Reproduce the entries below word for word, and omit the pictures from your copy.

[Start of LISTED RECORDS]

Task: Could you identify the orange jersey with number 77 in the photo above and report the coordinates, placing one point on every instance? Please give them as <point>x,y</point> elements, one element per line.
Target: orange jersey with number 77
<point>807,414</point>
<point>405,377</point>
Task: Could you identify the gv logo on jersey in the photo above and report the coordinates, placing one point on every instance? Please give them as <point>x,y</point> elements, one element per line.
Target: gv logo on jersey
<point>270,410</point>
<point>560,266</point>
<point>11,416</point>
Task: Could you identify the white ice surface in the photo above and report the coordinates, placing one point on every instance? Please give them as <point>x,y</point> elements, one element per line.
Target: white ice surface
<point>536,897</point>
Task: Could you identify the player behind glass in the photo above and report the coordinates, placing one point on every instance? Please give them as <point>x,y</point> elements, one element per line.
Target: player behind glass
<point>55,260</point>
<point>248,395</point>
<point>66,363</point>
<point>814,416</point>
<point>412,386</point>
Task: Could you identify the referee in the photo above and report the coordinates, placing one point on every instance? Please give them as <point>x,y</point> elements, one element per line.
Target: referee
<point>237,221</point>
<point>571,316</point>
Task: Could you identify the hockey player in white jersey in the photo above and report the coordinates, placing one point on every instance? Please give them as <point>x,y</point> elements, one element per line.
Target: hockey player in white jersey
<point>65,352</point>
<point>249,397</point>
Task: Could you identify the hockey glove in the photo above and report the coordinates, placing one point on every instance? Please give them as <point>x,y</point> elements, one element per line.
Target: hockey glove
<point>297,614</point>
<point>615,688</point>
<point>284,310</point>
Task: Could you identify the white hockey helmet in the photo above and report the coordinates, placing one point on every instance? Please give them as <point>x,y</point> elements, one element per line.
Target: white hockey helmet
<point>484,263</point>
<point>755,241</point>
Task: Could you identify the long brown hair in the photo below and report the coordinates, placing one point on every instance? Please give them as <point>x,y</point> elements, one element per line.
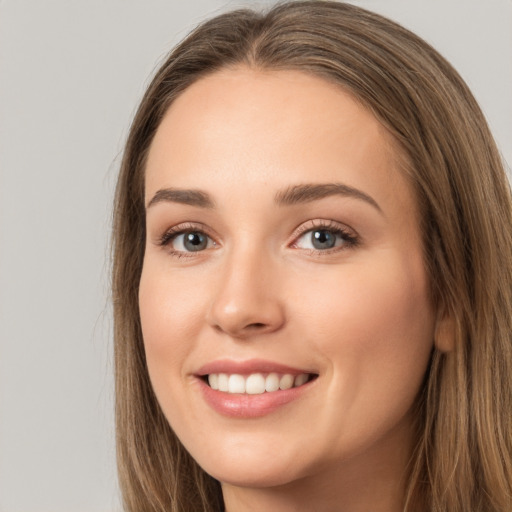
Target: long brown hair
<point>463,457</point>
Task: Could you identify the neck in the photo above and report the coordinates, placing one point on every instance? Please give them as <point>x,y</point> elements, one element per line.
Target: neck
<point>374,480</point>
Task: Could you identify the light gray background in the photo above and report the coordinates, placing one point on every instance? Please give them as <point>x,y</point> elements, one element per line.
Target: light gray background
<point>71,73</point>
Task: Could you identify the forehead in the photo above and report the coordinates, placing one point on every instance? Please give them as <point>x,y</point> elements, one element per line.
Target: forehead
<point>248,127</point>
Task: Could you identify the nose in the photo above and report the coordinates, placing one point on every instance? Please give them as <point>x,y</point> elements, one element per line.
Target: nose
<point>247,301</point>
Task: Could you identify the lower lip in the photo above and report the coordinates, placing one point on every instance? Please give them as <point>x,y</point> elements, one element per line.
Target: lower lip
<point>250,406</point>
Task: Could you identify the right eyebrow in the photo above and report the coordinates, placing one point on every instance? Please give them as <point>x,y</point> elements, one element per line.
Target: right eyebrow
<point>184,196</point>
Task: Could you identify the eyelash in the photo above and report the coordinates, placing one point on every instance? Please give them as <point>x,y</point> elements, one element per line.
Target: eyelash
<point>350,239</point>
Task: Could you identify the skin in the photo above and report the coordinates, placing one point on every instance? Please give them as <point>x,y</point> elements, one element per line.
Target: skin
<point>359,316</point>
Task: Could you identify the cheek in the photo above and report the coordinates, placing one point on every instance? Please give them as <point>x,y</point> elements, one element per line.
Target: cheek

[End of LISTED RECORDS]

*COMPLETED EXERCISE*.
Task: Could you identify the orange jersey with number 77 in the photo above and report the coordinates, placing one point on every instance? Please give them as <point>x,y</point> elements, one element per line.
Target: orange jersey with number 77
<point>807,414</point>
<point>405,377</point>
Task: Could you identify the gv logo on jersey in the photo above and report the coordinates, placing one point on every instance? Please give them as <point>x,y</point> elements, one element per line.
Target: gv logo on jersey
<point>270,410</point>
<point>560,266</point>
<point>11,416</point>
Task: Could you identify the white ice surface in the photo above and report the coordinates, placing one point on every instance? Please give them as <point>x,y</point> elements, one element per line.
Target: white ice surface
<point>536,897</point>
Task: Could you identify the player behind glass in the photo above and report the coordinates, placing one point on every instance? Please give them as <point>x,y</point> elements, one element per line.
Target: player behind glass
<point>55,260</point>
<point>248,395</point>
<point>66,363</point>
<point>814,416</point>
<point>412,386</point>
Task: Could you identify the referee in the photo above and report the coordinates, placing one point on every instance? Please give them as <point>x,y</point> elements, one element per line.
Target: referee
<point>237,221</point>
<point>571,316</point>
Task: Could you identify the hockey player in white jersey in the photo above and report the coordinates, placing one point on every instance? Please give them as <point>x,y</point> elements, one element per line.
Target: hockey player in white jersey
<point>65,352</point>
<point>249,397</point>
Task: Could you identify the hockey glove in the photo above and report the coordinates, placing one point on every instance? Please give them as <point>x,y</point> elements, one element per line.
Target: hockey glove
<point>297,614</point>
<point>615,688</point>
<point>284,310</point>
Task: Could you identify the white hockey helmet in the photo above and report the coordinates, placing one point on every instance? Please give them as <point>x,y</point> elements, one element per line.
Target: white hockey helmet
<point>484,263</point>
<point>755,241</point>
Task: Could you identify the long brown hair in the photo below and report the coordinates, placing one point on every instance? Please give them as <point>x,y</point> elements, one element per line.
Target: long brown hair
<point>463,457</point>
Task: Could you identify the neck in the photo above and report the coordinates, placing one point on every instance? Please give them as <point>x,y</point> elements, one element per line.
Target: neck
<point>374,480</point>
Task: Could you identify the light gray background in the photo above and report the coordinates, placing one point on every instance? Please give them as <point>x,y</point> elements, one element per line.
Target: light gray background
<point>71,73</point>
Task: Could you identify the forehead in the photo above and report the coordinates, placing one point on every instance? Please give them as <point>x,y</point> elements, one element per line.
Target: forehead
<point>248,127</point>
Task: Could you identify the nose in the photo above and report the coordinates, placing one point on every instance? Please give them as <point>x,y</point> elements, one element per line.
Target: nose
<point>247,301</point>
Task: Could you identify the lower lip in the photo above and report the coordinates, placing one point on every instance? Please give them as <point>x,y</point> elements, one element per line.
Target: lower lip
<point>250,406</point>
Task: Could you identify the right eyebrow in the photo above and report the coordinates, placing one point on every instance? Please give them as <point>x,y</point> elements, one element per line.
Target: right eyebrow
<point>184,196</point>
Task: Could you identify the eyelash in the photo above and report the coordinates, placing one point on every instance? Please give them as <point>x,y</point> elements, one element per line.
Target: eyelash
<point>350,239</point>
Task: Could you identify the skin in the photo above and report the coordinates, placing one point on every instance? Please give them as <point>x,y</point> elements, one element per line.
Target: skin
<point>359,316</point>
Task: Could you identify the cheek in the photo above and report the coordinates, placing one point on every instance? Please give them as <point>x,y</point> elements, one element per line.
Target: cheek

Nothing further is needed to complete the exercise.